[Entries from a dataset]
========================================================================

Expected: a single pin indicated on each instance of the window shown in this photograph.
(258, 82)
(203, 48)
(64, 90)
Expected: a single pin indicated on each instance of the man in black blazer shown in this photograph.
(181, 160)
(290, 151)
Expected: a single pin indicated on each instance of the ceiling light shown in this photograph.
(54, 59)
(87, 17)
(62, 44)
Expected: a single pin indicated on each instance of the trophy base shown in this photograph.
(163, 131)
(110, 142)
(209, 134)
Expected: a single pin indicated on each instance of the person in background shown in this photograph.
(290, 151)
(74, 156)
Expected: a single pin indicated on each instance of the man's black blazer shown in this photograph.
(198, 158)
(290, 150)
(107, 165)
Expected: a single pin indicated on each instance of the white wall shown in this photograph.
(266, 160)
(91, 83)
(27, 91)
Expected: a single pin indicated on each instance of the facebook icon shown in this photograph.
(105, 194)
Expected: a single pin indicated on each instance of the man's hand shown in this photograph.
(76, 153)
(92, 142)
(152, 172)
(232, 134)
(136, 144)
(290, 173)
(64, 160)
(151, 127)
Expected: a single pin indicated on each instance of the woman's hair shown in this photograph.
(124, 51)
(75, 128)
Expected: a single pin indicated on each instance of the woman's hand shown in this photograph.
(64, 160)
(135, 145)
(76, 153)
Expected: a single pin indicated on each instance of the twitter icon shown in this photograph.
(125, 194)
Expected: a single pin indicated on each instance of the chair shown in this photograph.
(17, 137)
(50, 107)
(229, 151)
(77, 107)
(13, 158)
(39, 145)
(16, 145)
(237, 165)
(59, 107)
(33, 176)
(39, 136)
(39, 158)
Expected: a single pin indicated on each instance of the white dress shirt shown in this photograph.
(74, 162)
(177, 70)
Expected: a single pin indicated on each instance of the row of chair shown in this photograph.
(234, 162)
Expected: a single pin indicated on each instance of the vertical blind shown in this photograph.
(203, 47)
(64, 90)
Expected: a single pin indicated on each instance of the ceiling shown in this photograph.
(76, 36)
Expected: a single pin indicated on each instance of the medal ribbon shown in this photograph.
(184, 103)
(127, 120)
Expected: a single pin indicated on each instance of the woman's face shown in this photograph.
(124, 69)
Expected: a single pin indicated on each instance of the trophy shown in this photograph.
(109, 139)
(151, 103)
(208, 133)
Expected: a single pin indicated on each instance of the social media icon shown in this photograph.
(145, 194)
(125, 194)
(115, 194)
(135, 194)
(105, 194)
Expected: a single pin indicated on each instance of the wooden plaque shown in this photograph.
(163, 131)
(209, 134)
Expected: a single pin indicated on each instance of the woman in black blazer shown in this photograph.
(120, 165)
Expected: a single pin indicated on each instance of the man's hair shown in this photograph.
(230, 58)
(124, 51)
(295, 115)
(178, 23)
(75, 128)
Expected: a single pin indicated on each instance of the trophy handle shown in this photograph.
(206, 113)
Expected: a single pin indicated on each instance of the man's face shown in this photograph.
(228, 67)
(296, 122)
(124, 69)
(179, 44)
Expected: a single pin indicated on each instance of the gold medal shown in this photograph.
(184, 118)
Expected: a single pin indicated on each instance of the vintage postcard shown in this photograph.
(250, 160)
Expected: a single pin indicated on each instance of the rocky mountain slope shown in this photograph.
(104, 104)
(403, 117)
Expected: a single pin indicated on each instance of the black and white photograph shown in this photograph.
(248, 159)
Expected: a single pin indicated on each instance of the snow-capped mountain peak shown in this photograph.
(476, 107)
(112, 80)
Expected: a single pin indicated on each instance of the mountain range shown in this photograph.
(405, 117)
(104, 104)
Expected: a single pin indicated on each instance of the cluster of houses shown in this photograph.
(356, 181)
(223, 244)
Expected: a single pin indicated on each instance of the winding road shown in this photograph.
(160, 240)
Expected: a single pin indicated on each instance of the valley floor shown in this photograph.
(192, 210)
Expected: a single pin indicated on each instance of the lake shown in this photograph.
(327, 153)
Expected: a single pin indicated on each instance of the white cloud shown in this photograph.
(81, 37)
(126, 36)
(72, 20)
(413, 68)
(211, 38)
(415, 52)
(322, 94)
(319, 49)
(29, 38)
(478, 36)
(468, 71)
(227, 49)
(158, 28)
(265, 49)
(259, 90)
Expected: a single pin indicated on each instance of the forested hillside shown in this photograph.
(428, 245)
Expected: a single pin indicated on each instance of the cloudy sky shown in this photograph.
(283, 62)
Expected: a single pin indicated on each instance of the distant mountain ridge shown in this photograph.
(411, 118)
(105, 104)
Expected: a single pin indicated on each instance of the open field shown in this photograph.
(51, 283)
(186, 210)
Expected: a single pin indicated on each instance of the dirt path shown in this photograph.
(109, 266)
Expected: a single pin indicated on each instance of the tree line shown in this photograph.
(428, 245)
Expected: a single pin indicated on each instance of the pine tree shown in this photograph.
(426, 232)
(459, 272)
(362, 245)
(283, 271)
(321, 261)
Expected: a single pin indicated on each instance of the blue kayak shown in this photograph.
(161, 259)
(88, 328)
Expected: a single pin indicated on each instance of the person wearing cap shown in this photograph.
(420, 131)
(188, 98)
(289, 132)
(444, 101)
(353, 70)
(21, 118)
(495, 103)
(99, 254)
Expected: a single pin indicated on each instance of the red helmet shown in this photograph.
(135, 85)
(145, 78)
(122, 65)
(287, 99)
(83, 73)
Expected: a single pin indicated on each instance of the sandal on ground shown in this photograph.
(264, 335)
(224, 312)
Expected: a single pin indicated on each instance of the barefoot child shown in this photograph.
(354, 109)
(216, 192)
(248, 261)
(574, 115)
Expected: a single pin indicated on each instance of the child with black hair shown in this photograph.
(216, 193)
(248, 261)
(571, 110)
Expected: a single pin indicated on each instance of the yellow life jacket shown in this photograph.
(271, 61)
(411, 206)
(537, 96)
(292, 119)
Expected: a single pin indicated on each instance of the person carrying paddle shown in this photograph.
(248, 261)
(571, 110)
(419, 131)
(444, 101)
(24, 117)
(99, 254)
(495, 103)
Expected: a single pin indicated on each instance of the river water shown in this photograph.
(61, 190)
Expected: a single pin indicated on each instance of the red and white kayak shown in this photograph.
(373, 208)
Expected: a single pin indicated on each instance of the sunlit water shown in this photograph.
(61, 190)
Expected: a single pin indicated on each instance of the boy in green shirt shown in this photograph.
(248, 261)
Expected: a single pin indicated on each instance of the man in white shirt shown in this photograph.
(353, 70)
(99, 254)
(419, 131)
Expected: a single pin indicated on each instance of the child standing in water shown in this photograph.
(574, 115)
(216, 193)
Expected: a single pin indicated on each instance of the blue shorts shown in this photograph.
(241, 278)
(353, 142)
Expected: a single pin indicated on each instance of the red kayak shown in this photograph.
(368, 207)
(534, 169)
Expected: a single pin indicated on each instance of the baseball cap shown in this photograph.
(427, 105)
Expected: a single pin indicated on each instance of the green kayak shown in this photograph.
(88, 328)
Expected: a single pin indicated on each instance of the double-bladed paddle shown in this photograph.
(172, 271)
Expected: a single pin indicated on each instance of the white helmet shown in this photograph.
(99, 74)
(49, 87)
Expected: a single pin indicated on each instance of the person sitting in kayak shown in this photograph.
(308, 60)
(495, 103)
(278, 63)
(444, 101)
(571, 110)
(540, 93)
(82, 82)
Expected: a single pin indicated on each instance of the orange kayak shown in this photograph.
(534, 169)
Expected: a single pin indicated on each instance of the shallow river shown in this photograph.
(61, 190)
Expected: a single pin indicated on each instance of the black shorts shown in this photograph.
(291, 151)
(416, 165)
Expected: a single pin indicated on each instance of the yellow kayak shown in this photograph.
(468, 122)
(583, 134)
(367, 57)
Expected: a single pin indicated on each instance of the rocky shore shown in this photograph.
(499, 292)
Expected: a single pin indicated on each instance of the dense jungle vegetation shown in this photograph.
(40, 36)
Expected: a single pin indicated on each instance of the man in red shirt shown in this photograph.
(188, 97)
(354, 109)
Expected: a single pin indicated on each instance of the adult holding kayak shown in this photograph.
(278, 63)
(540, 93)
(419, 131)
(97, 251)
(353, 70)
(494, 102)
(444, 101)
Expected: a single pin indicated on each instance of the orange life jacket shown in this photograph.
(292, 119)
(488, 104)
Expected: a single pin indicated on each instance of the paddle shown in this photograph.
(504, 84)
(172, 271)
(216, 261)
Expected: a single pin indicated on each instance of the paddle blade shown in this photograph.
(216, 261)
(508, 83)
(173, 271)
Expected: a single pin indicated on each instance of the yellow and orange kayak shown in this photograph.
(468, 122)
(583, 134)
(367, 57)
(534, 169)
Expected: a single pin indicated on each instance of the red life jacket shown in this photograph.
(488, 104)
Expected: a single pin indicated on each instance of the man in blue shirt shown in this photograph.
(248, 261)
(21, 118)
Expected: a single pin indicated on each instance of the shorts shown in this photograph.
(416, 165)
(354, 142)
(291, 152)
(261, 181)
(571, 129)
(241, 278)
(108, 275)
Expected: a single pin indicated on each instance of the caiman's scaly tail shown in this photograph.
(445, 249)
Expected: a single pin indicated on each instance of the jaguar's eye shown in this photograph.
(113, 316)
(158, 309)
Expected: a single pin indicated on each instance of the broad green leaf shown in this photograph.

========================================================================

→ Task objective: All lines from the one containing "and orange kayak shown in this photograph." through the end of the records, both ends included, are to be quoted exactly; please add nothing else.

→ Answer to the exercise:
Expected: a single pin indicated on each instance of the yellow and orange kayak shown in this photograph.
(468, 122)
(583, 134)
(367, 57)
(534, 169)
Expected: a single pin indicated on each instance of the red life jacket shown in this photograph.
(488, 104)
Expected: a single pin indicated on each instance of the man in blue shirt shown in this photograph.
(248, 261)
(21, 118)
Expected: a single pin indicated on each instance of the shorts shown in this photograph.
(416, 165)
(354, 142)
(291, 152)
(261, 181)
(571, 129)
(241, 278)
(108, 275)
Expected: a single pin indicated on each instance of the caiman's scaly tail shown in this photograph.
(445, 249)
Expected: a single pin indicated on each instance of the jaguar's eye shown in this photograph.
(113, 316)
(158, 309)
Expected: a single pin indicated on each instance of the broad green leaf shown in this photograph.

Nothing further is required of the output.